Rewrite all of the data below, including each request, and offset every coordinate in the answers by adding 52 to both numbers. Omit the pictures.

## START Provided material

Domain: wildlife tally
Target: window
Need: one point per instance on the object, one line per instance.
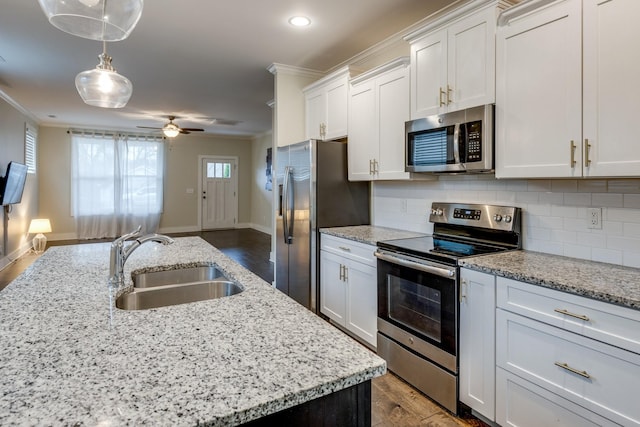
(219, 170)
(117, 183)
(30, 147)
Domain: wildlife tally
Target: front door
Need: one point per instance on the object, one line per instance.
(219, 192)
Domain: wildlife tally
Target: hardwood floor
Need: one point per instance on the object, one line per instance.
(394, 403)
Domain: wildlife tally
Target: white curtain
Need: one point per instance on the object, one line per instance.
(117, 183)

## END Provided material

Output:
Domain: wildlife tally
Target: window
Need: one point per instance on the object, one line per instance.
(271, 222)
(169, 235)
(82, 199)
Domain: wildlife tally
Target: front door
Need: one point per instance on the object, one line per instance.
(271, 244)
Domain: wildlife tally
Target: hardwood floor
Need: one point per instance on the object, one line per instance.
(446, 455)
Domain: wildlife tally
Target: white curtain
Need: one point per instance on the object, one line per instance.
(169, 235)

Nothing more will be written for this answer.